__EXCERPTED RECORDS__

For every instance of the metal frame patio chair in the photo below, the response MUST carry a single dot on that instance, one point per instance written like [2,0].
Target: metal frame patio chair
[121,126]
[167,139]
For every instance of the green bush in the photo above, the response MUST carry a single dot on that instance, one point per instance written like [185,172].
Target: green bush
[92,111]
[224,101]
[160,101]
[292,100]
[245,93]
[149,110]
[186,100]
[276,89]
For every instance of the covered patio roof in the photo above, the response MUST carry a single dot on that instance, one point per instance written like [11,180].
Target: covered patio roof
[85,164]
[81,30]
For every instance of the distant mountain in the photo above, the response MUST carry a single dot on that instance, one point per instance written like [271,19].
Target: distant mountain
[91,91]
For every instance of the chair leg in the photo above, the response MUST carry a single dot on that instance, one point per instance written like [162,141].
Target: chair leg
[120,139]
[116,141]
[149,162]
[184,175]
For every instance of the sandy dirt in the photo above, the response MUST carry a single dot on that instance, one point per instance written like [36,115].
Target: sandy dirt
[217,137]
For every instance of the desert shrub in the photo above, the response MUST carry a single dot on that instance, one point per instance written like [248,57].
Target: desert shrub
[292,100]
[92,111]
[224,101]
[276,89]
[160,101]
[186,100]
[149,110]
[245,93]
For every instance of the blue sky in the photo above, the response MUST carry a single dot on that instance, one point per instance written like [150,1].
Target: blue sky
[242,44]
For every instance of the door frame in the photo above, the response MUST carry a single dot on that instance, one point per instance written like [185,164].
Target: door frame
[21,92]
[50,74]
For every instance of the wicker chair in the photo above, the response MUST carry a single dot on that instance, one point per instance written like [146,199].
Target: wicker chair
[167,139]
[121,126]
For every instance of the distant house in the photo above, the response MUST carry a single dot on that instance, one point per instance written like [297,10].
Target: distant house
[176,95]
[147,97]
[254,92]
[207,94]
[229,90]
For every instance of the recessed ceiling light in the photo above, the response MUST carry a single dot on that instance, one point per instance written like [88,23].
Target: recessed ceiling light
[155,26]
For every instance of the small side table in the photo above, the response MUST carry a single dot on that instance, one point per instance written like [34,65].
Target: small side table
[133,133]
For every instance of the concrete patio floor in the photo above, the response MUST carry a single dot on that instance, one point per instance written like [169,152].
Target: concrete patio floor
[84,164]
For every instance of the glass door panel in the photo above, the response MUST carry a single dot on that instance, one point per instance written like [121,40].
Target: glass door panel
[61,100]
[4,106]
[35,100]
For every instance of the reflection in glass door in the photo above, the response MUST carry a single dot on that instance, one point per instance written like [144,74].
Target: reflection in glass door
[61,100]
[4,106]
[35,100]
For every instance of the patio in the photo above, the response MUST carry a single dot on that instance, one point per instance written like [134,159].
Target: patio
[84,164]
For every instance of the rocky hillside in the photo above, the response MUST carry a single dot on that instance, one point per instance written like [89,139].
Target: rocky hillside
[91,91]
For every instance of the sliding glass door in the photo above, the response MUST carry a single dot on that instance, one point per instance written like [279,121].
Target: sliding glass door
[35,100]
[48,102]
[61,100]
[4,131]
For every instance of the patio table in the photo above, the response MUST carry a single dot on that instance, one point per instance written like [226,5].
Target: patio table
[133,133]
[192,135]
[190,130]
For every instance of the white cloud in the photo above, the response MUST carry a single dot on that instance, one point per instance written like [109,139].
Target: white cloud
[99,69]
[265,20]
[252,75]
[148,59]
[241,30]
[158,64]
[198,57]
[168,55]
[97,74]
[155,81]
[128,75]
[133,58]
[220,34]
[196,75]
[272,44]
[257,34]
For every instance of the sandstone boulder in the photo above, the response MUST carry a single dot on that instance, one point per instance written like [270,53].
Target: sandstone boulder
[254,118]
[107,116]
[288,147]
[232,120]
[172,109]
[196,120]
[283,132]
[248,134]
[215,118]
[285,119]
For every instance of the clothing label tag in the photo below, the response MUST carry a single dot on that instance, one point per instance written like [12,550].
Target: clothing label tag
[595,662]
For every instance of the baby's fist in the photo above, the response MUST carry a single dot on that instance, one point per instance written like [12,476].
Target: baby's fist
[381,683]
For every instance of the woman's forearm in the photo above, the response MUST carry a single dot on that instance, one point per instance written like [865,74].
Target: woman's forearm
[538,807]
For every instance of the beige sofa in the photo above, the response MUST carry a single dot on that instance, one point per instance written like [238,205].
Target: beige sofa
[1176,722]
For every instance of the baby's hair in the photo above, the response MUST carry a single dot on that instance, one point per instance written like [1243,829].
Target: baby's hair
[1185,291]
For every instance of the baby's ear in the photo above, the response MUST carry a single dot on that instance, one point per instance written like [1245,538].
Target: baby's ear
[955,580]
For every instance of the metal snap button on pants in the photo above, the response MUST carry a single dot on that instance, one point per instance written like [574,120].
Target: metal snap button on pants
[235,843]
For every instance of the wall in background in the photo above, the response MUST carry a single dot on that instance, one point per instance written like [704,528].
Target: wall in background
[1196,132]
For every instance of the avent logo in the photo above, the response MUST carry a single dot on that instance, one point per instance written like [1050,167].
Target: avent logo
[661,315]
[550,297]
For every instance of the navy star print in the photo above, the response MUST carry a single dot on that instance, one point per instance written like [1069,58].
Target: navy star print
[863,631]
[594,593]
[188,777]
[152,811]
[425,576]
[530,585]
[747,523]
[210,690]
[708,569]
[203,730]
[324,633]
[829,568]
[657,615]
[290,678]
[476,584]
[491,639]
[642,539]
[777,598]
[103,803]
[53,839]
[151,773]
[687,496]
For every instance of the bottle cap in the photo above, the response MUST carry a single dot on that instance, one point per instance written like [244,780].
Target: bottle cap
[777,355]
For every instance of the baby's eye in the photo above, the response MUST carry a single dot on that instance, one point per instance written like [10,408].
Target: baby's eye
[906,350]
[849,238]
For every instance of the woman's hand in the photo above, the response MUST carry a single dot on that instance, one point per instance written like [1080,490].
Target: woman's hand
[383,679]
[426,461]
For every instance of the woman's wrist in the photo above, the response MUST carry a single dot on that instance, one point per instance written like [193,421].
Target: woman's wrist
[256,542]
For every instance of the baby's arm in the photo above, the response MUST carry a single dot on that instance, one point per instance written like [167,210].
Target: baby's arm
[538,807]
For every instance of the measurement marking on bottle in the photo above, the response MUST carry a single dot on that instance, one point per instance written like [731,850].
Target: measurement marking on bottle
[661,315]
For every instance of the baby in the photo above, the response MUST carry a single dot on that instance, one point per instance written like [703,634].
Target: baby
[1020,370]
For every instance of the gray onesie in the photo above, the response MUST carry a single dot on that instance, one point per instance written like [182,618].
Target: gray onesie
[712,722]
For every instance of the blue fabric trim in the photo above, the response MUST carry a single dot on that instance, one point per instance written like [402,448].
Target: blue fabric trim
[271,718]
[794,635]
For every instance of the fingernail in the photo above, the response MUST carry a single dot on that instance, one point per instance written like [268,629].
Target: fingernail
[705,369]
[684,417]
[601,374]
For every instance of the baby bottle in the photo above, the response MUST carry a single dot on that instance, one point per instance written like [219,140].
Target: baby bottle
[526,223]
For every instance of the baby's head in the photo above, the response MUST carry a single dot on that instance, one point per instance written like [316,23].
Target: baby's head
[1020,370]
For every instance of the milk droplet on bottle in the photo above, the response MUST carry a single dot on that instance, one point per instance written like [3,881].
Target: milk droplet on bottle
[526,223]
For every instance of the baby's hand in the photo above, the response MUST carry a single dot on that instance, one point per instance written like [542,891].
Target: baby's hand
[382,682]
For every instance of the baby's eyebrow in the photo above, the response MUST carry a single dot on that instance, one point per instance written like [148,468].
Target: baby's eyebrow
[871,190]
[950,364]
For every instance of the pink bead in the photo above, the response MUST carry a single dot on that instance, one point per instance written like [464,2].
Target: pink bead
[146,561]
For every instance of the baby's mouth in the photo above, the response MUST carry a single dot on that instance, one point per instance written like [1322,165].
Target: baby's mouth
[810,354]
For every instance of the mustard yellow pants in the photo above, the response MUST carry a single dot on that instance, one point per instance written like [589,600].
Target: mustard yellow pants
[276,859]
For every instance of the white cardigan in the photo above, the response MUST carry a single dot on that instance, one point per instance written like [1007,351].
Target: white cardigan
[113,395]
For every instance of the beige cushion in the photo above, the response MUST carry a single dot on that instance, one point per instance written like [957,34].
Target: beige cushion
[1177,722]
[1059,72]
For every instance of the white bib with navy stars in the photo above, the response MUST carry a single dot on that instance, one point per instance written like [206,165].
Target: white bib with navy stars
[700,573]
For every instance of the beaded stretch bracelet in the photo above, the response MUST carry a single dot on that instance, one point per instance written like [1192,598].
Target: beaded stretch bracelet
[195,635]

__WHAT IS NEEDED__
Go over the listing above and say how many lines contain the word "below". Please give the number only.

__ANSWER TO THE PROBLEM__
2